- _Exercise details_
Update the data below by replacing every occurrence of "one dot per instance" with "a single dot for each instance" and keeping everything else the same. Leave the pictures out of your answer.

[Excerpts from a point labeling dataset]
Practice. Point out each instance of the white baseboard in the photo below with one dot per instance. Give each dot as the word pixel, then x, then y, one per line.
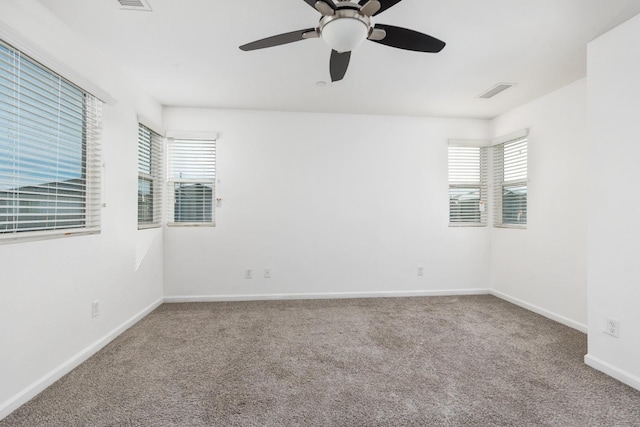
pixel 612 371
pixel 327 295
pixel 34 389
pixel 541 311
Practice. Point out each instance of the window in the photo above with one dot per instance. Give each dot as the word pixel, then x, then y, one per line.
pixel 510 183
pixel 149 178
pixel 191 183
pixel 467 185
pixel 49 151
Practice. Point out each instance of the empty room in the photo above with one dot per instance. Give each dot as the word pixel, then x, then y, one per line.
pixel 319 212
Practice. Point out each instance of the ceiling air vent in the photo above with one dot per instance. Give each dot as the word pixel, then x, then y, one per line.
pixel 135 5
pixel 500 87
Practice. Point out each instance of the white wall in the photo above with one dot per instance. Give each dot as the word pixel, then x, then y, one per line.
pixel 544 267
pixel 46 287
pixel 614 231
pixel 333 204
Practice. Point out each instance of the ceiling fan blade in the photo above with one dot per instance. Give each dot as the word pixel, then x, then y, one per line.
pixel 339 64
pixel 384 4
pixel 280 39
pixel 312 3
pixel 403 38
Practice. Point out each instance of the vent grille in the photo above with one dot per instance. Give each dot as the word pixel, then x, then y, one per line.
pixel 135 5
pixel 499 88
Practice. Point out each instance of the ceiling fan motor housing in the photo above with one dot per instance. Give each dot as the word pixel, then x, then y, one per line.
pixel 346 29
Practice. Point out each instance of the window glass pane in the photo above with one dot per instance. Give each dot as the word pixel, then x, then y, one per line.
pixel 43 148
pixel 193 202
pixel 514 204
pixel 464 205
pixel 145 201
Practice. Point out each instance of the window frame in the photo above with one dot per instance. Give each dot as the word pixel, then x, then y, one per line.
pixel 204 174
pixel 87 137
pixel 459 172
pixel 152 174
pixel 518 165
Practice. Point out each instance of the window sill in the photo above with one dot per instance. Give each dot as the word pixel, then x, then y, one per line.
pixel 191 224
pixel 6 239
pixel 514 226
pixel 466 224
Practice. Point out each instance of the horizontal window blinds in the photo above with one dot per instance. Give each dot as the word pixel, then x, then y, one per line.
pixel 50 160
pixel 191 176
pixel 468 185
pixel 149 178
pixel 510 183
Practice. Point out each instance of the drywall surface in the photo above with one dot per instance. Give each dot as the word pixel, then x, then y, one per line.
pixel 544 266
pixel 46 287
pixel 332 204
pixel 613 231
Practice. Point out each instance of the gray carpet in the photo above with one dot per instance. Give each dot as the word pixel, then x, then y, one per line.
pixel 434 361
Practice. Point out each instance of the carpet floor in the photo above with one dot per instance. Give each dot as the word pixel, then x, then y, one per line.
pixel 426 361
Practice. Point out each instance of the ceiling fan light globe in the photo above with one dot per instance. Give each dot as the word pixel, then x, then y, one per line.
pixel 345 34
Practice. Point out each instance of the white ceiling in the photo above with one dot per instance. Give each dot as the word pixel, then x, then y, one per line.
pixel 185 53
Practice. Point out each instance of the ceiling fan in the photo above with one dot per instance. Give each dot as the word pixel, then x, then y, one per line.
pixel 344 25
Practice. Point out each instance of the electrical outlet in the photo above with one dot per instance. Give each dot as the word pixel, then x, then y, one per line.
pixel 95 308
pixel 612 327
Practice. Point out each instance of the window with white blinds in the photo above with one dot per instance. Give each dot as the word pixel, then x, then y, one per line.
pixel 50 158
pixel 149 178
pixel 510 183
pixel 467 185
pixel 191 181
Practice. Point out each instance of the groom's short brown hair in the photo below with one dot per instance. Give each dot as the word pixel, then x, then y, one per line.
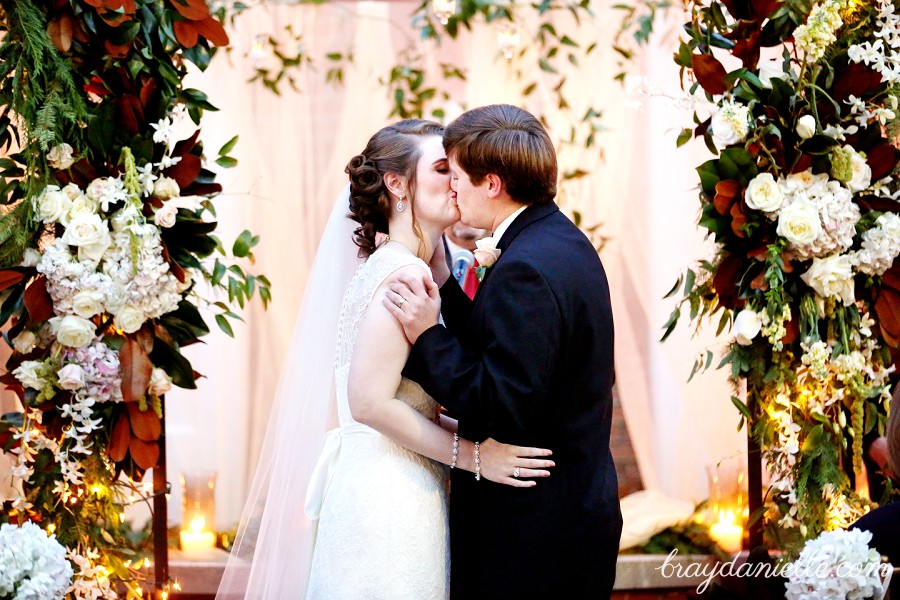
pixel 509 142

- _Complete output_
Practice. Point out each instance of the white baseboard in the photo below with a single dot for each instance. Give each dot as the word pixel, then x, then y, one per line.
pixel 612 371
pixel 327 295
pixel 34 389
pixel 541 311
Practice. Point out each instance of the window in the photo above with a single dot for each instance. Give each dot as the word pixel, then x, then y, one per line.
pixel 510 183
pixel 149 178
pixel 191 183
pixel 467 185
pixel 49 151
Practice. Point out each instance of the empty room in the photo above with a single dot for each instance. Give each dot as the word pixel, then x, then y, one per line.
pixel 319 212
Practice. Point out each instance of the ceiling air vent in the photo above with a single dot for each instance. Give each dot as the word pixel, then x, then y, one per line.
pixel 135 5
pixel 500 87
Practice. Point out each instance of the white wall in the photo above with a single dot for each instance. Give each dot as the word pixel, then x, then y, one per line.
pixel 544 267
pixel 46 287
pixel 614 231
pixel 333 204
Practice. Point out each instance of the ceiling fan blade in the photo above with a single dot for each instance. Give each dot as the word pixel, then x, then y, one per line.
pixel 339 64
pixel 384 4
pixel 280 39
pixel 312 3
pixel 403 38
Practice. Point out each instance of the vent grille in the photo above with a single dot for each instance. Give each dot as the word pixel, then x, then y, one per line.
pixel 135 5
pixel 499 88
Practice. Point out each instance of the ceiling fan motor housing in the photo above with a single dot for each instance. Give each dot as the word pixel, then x, then y, one per line.
pixel 346 29
Practice. Point out each instance of the window glass pane in the photo above with a single dot for each instance. Give each dot as the word pixel, then x, then y, one per line.
pixel 43 148
pixel 193 202
pixel 514 204
pixel 464 205
pixel 145 201
Practice. Point out each instance of the window frame in the photo above with a single dot for each instance. Give each dot as the word pixel, then x, then y, one per line.
pixel 204 174
pixel 87 137
pixel 459 172
pixel 152 174
pixel 518 165
Practice. Point out each instance of the window sill in the photo above with a single dot for each instance. Give each dot as the word pixel, then x, then y, one per line.
pixel 191 224
pixel 6 239
pixel 514 226
pixel 466 224
Practice. Point out each instance of the horizontal window blinds in the photo above with a single dot for each instance. Give each dot as the word pixel, then x, then y, one per line.
pixel 50 160
pixel 191 176
pixel 468 185
pixel 149 178
pixel 510 183
Practice. Point out each instance of the drywall surface in the photo above with a single dot for each instance. Give each dot as the word pixel, then x, then y, one per line.
pixel 544 266
pixel 46 287
pixel 332 204
pixel 613 231
Practice. Point out each instance of the gray carpet in the photo above with a single dot for each instance. Give each dot as the word pixel, then x, then y, one per line.
pixel 434 361
Practice. Point out each instance of the carpet floor in the photo above with a single dot for each instance. Give each dot as the word pixel, then x, then y, one per line.
pixel 426 361
Practice. Point out each instance of the ceiling fan light globe in the photo above with a single dot for each instance. Give each dot as the word pixel, then x, then y, one per line.
pixel 345 34
Practice. Point out each instance of the white ceiling in the photo above with a single dot for each instance. Give each dot as the word pixel, then x, then y, one per line.
pixel 185 53
Practice. Point out each instance of the ceiling fan in the photo above with a single dot for each instance. Give each dot as the word pixel, then x, then y, one per line.
pixel 344 25
Practice. Point out each instance of the electrical outlet in the photo above with a single dot for each instance. Give each dot as the word pixel, then x, then y, one per line.
pixel 95 308
pixel 612 327
Practice. Point out each instance of the window with white blinds in the photo above with a single dot for each instance. Give each dot as the word pixel, then x, then y, one per line.
pixel 50 158
pixel 149 178
pixel 510 183
pixel 467 185
pixel 191 181
Practice. Point out each instance of the groom's short brown hair in the photo below with a single dot for each instance. Give each dot as the word pixel, then x, then y, one per line.
pixel 509 142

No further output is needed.